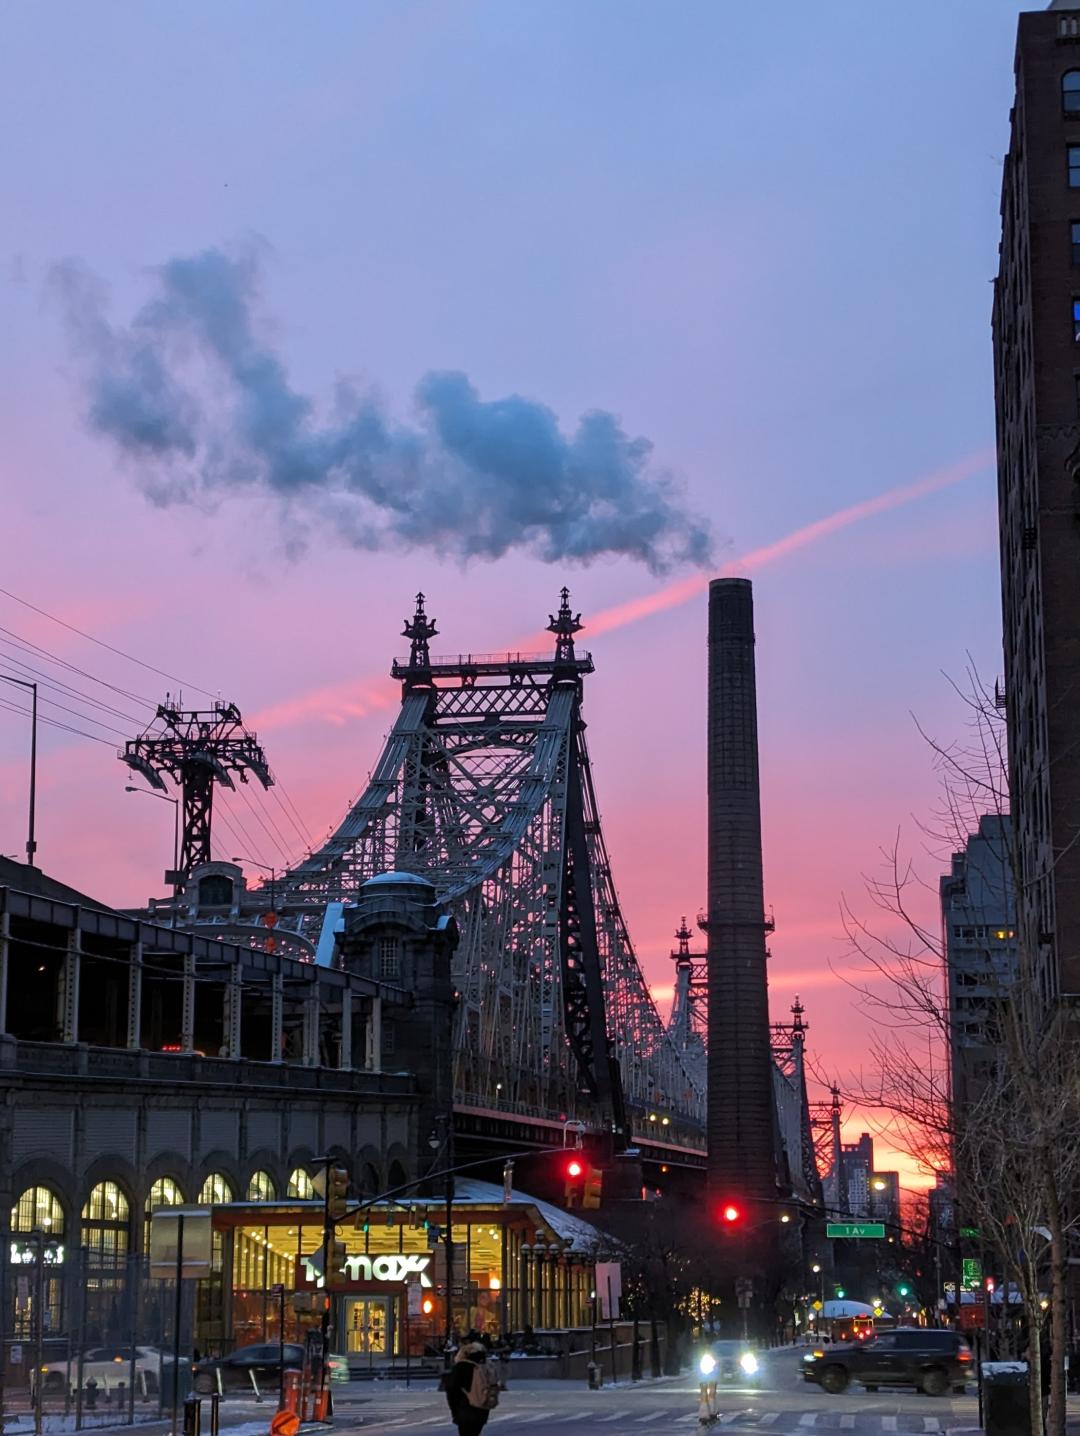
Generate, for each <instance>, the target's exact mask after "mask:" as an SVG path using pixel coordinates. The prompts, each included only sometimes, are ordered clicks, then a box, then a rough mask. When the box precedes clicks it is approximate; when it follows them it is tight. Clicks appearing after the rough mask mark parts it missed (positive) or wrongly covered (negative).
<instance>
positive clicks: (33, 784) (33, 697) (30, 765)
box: [0, 673, 37, 867]
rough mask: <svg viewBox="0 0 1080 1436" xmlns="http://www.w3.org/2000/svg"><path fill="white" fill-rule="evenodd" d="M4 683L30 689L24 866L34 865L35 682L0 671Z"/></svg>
mask: <svg viewBox="0 0 1080 1436" xmlns="http://www.w3.org/2000/svg"><path fill="white" fill-rule="evenodd" d="M0 678H3V681H4V682H6V684H17V685H19V688H29V689H30V817H29V823H27V827H26V866H27V867H33V866H34V860H33V859H34V853H36V852H37V843H36V840H34V810H36V806H37V684H32V682H30V681H29V679H27V678H13V676H11V675H10V673H0Z"/></svg>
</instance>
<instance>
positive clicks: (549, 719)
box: [279, 589, 705, 1144]
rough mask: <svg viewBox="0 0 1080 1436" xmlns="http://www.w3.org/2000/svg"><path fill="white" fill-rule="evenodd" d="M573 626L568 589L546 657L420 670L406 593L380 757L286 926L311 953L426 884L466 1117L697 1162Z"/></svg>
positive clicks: (284, 877)
mask: <svg viewBox="0 0 1080 1436" xmlns="http://www.w3.org/2000/svg"><path fill="white" fill-rule="evenodd" d="M580 626H582V625H580V615H573V613H572V612H570V606H569V593H567V590H566V589H564V590H563V593H562V606H560V609H559V613H557V615H553V616H551V620H550V625H549V632H551V633H553V635H554V653H553V655H551V653H549V655H540V656H536V655H523V653H500V655H471V653H470V655H457V656H455V658H432V656H431V653H429V642H431V639H432V638H434V636H435V633H437V629H435V623H434V620H432V619H429V617H428V615H427V612H425V607H424V596H422V595H418V597H416V609H415V613H414V616H412V619H411V620H406V623H405V630H404V635H405V638H408V639H411V652H409V658H408V659H401V661H395V663H394V668H392V675H394V676H395V678H398V679H399V681H401V684H402V702H401V711H399V714H398V719H396V722H395V724H394V729H392V731H391V734H389V737H388V740H386V745H385V748H383V751H382V755H381V757H379V761H378V764H376V767H375V770H373V773H372V777H371V780H369V783H368V787H366V790H365V791H363V793H362V794H360V797H359V798H358V801H356V803H355V804H353V806H352V807H350V808H349V811H348V813H346V816H345V819H343V821H342V823H340V826H339V827H337V830H336V831H335V833H333V834H332V836H330V837H329V839H327V840H326V841H325V843H323V844H322V847H320V849H319V850H317V852H315V853H312V854H310V857H307V859H306V860H304V862H303V863H300V864H299V866H297V867H294V869H292V872H289V873H286V875H284V876H283V877H281V879H280V880H279V893H280V899H281V900H280V903H279V908H280V909H283V910H284V913H289V915H293V916H294V922H296V928H297V932H302V933H304V936H306V938H307V939H309V942H315V941H316V939H317V932H316V931H315V925H316V923H319V922H322V916H323V915H325V913H326V912H333V910H336V909H335V908H333V905H337V903H346V902H349V900H352V899H353V898H355V895H356V892H358V889H359V886H360V885H362V883H363V882H365V880H366V879H369V877H373V876H375V875H376V873H382V872H389V870H402V872H411V873H418V875H422V876H425V877H427V879H428V880H429V882H432V883H434V885H435V889H437V892H438V896H439V898H441V899H442V900H444V902H445V903H447V905H450V906H451V909H452V910H454V913H455V918H457V922H458V928H460V932H461V941H460V946H458V951H457V954H455V968H454V978H455V985H457V988H458V992H460V995H461V1001H460V1007H458V1015H457V1032H455V1053H457V1055H455V1099H457V1101H458V1103H461V1104H467V1106H477V1107H481V1109H488V1110H504V1111H513V1113H521V1114H534V1116H540V1117H547V1119H551V1117H554V1119H557V1120H573V1119H583V1120H587V1122H589V1123H590V1126H596V1119H597V1114H599V1116H600V1117H602V1120H603V1124H610V1127H612V1129H613V1130H615V1132H616V1134H618V1136H620V1137H622V1140H623V1142H626V1140H629V1139H630V1136H632V1133H633V1132H635V1130H638V1132H641V1133H652V1134H653V1136H655V1134H658V1130H656V1123H662V1124H664V1127H665V1134H666V1133H668V1132H669V1133H671V1137H676V1136H678V1137H681V1139H682V1140H694V1139H698V1142H695V1144H699V1134H701V1132H702V1130H704V1129H702V1124H704V1114H705V1086H704V1064H701V1063H695V1061H694V1060H692V1055H691V1054H688V1053H686V1051H685V1050H681V1048H679V1044H678V1043H676V1041H674V1040H672V1037H671V1034H669V1032H668V1031H666V1030H665V1025H664V1022H662V1020H661V1017H659V1014H658V1011H656V1007H655V1004H653V1001H652V997H651V994H649V989H648V987H646V982H645V978H643V976H642V972H641V968H639V966H638V959H636V956H635V952H633V946H632V943H630V938H629V933H628V931H626V923H625V919H623V915H622V909H620V906H619V898H618V893H616V890H615V883H613V880H612V869H610V862H609V857H608V850H606V846H605V840H603V831H602V827H600V814H599V808H597V804H596V794H595V788H593V777H592V765H590V761H589V750H587V745H586V737H585V721H583V718H582V686H583V678H585V675H587V673H590V672H592V671H593V663H592V658H590V656H589V655H587V653H577V652H576V649H574V635H576V633H577V632H579V629H580ZM290 925H292V923H290V922H289V916H283V926H290ZM279 931H280V929H279Z"/></svg>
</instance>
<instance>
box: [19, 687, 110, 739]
mask: <svg viewBox="0 0 1080 1436" xmlns="http://www.w3.org/2000/svg"><path fill="white" fill-rule="evenodd" d="M0 708H7V709H9V712H13V714H22V715H23V718H32V717H33V714H32V712H30V709H29V708H19V707H17V705H16V704H9V702H6V701H4V699H3V698H0ZM37 722H47V724H49V727H50V728H63V731H65V732H78V734H79V737H80V738H93V741H95V742H103V744H105V747H106V748H115V747H116V744H115V742H111V741H109V740H108V738H101V737H99V735H98V734H96V732H86V731H85V729H82V728H72V725H70V724H69V722H60V719H59V718H46V717H45V714H37Z"/></svg>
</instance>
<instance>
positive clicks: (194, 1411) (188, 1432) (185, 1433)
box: [184, 1396, 202, 1436]
mask: <svg viewBox="0 0 1080 1436" xmlns="http://www.w3.org/2000/svg"><path fill="white" fill-rule="evenodd" d="M201 1432H202V1402H201V1399H200V1397H198V1396H185V1397H184V1436H201Z"/></svg>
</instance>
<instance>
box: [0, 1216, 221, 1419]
mask: <svg viewBox="0 0 1080 1436" xmlns="http://www.w3.org/2000/svg"><path fill="white" fill-rule="evenodd" d="M220 1294H221V1292H220V1278H217V1277H211V1278H208V1279H207V1281H200V1282H190V1281H185V1282H181V1290H180V1294H178V1292H177V1282H175V1281H157V1279H151V1278H149V1275H148V1268H146V1258H145V1257H128V1255H116V1257H113V1258H112V1259H111V1261H109V1262H108V1264H105V1262H103V1261H102V1252H101V1251H95V1252H88V1251H85V1249H79V1248H67V1246H65V1245H63V1244H60V1242H46V1241H37V1239H36V1238H34V1239H27V1238H26V1236H11V1234H6V1235H4V1239H3V1241H0V1383H1V1384H0V1426H1V1429H3V1432H4V1433H7V1436H10V1433H19V1432H67V1430H86V1429H90V1427H96V1426H118V1425H134V1423H135V1422H145V1420H155V1419H159V1417H169V1416H171V1414H172V1409H174V1403H175V1404H180V1403H182V1400H184V1396H185V1394H187V1393H188V1390H190V1384H191V1360H192V1356H194V1351H192V1337H191V1333H192V1330H194V1320H195V1314H197V1311H198V1315H200V1327H201V1330H214V1325H215V1324H217V1323H215V1320H214V1318H215V1314H217V1313H215V1307H217V1305H220ZM178 1298H180V1300H178ZM177 1373H178V1380H177Z"/></svg>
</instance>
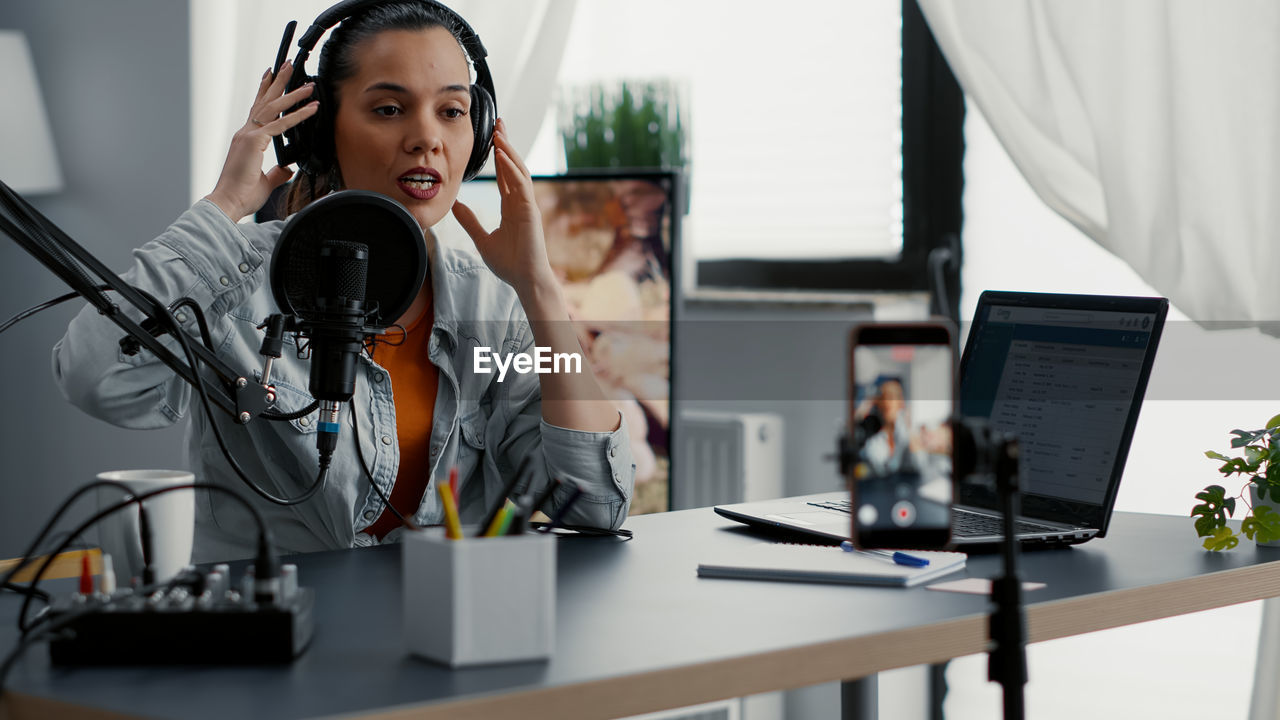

# Directions
Please list every line of the material above that contains the word "positive", treating uppercase and lowercase as different.

# Your solution
Generate, for each <instance>, the target's exact mask after "mask:" as an SVG path using pixel coordinates. The prompts, each included only sometimes, are ordered clicks, then a box, then a rough mask. When the box precedes clicks it is approximate; when it follows them it is tight. Clicks appearing after the rough mask mark parts it missed (positive) or wrongly covered (negative).
positive clicks: (33, 784) (33, 697) (30, 765)
positive clicks: (549, 719)
positive clicks: (284, 877)
positive clicks: (194, 1411) (188, 1432) (185, 1433)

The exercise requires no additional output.